Reproduce the closing part of the entries exactly: the line with "Expected behaviour: for every instance of the chimney, put" and all lines after it, ending with the last line, and nothing else.

==== DATA LINES ====

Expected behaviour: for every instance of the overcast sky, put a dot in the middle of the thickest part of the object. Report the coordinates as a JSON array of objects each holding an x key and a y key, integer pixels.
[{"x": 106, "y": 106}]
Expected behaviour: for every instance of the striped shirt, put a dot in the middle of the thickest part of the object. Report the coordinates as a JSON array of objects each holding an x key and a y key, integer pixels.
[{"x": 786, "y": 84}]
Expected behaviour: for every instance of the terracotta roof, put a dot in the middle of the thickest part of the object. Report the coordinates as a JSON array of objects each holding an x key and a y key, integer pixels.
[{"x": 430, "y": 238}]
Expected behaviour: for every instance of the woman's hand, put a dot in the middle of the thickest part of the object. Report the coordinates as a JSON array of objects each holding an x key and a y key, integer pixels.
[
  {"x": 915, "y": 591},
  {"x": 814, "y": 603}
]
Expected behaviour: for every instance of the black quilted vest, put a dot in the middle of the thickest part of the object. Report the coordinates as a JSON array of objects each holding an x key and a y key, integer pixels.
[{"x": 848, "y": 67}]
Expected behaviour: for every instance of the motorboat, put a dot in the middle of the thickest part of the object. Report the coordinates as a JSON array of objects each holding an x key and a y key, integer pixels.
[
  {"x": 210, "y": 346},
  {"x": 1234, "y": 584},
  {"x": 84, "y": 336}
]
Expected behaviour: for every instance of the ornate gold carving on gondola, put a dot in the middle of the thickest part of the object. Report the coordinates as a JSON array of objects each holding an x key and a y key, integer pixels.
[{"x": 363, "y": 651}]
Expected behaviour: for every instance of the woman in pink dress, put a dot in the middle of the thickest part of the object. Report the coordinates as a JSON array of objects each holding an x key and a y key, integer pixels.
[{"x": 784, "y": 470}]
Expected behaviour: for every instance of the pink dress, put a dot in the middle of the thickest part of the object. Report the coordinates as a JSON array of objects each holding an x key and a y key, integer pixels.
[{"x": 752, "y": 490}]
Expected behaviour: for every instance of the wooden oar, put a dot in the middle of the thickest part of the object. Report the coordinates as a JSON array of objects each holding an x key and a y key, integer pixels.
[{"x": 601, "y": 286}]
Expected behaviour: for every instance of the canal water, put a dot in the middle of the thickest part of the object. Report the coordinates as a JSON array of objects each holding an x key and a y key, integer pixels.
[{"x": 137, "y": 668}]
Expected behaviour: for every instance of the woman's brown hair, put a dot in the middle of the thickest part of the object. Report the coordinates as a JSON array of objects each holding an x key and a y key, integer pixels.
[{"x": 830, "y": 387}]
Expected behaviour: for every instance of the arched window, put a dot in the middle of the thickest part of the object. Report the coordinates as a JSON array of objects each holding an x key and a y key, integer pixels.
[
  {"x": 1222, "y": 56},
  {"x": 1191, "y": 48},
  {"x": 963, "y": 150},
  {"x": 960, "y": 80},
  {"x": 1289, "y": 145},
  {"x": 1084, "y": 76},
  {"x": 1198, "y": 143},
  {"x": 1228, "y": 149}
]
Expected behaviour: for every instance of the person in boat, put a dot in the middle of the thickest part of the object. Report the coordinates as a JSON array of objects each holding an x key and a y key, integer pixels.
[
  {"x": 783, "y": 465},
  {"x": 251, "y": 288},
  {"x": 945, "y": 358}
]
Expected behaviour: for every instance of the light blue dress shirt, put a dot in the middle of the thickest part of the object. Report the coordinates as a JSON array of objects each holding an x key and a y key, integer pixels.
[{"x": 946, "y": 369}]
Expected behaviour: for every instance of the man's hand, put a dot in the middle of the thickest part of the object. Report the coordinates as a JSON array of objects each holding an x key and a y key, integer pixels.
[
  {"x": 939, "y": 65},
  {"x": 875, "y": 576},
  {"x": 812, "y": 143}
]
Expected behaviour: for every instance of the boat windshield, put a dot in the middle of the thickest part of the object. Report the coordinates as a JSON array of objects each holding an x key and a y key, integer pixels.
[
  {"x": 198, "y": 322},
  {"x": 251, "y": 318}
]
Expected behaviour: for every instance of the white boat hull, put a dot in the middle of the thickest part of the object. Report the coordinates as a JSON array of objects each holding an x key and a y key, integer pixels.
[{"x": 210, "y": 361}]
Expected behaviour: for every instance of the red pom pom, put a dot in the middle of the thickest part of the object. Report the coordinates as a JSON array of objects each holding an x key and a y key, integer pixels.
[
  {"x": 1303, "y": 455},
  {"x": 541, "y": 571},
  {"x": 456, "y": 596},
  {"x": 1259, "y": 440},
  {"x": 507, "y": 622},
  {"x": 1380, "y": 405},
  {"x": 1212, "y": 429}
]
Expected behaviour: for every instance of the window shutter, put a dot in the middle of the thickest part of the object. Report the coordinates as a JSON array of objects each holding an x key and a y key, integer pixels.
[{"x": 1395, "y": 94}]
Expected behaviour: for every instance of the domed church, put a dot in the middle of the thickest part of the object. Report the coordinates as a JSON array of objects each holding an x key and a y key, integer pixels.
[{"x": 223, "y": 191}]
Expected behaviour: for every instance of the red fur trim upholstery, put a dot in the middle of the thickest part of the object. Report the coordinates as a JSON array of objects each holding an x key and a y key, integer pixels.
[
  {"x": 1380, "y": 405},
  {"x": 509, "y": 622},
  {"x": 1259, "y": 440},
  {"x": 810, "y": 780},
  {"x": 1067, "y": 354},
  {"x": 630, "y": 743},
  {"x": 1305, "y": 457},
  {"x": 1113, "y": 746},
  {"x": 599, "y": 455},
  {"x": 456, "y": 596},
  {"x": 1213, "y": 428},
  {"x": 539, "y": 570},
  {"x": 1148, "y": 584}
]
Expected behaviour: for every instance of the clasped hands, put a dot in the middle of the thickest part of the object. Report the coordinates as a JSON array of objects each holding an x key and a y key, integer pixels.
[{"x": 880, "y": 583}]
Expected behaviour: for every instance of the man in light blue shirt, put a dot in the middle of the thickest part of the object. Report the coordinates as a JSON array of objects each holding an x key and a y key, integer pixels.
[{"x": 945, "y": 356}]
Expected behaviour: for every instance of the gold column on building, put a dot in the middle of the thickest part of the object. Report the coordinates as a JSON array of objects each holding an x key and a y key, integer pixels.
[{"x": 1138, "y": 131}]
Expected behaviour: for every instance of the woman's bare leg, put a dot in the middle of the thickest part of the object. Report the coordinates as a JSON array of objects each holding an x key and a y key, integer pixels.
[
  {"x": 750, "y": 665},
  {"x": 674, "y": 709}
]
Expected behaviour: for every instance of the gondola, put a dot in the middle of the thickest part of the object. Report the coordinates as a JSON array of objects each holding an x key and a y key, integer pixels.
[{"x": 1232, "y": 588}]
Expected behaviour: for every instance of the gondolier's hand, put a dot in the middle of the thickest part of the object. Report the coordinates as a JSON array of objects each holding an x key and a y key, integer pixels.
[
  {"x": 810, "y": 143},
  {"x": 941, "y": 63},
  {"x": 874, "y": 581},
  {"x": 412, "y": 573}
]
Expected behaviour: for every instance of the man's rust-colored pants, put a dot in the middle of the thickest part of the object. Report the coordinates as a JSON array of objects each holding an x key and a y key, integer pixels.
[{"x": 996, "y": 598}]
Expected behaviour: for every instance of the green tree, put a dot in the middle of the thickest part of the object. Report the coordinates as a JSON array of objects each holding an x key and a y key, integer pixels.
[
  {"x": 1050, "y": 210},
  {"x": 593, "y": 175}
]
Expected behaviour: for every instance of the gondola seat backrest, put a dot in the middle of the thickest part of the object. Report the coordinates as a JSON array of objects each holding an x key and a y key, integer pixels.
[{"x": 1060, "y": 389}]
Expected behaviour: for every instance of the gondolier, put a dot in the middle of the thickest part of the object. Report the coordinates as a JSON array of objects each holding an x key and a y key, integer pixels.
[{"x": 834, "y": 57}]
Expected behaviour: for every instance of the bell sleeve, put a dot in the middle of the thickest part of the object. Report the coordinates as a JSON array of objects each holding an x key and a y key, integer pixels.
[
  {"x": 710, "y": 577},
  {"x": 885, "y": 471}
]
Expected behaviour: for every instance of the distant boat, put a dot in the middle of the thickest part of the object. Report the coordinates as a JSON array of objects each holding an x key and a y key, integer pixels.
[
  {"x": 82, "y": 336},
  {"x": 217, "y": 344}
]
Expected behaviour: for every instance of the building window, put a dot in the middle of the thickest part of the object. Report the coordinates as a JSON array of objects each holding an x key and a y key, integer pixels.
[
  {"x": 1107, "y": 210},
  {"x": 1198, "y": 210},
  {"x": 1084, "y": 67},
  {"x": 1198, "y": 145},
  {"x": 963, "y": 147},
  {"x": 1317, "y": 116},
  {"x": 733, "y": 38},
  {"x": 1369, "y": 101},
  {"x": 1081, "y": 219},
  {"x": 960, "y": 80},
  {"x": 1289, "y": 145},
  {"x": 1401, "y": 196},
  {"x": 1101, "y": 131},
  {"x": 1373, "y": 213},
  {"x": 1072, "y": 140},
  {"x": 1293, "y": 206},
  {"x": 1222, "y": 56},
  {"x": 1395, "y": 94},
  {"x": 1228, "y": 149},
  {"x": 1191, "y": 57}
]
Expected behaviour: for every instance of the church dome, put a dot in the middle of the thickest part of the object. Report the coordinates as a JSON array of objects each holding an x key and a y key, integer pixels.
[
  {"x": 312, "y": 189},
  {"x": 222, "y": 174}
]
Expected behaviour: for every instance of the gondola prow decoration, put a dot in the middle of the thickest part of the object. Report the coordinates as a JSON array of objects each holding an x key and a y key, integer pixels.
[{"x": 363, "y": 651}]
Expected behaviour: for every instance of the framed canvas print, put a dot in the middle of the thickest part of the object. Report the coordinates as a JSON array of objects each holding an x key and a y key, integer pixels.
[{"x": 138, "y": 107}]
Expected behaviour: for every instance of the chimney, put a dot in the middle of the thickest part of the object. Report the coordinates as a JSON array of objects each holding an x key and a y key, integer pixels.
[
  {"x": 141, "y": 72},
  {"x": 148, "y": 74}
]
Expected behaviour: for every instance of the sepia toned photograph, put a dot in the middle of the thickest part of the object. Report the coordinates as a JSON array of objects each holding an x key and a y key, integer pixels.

====

(WORKED ANSWER):
Expected behaviour: for every instance of the chimney, put a dot in the middle of the thickest part of the object. Report the coordinates as a JSON array of objects each holding an x key and a y key, integer pixels.
[
  {"x": 141, "y": 72},
  {"x": 148, "y": 74}
]
Expected behaviour: for every instance of the sepia toned photograph, put a dot in the middle of the thickest part of the object. Report the coordinates as a JSON array of objects each holding an x key and a y key, integer pixels.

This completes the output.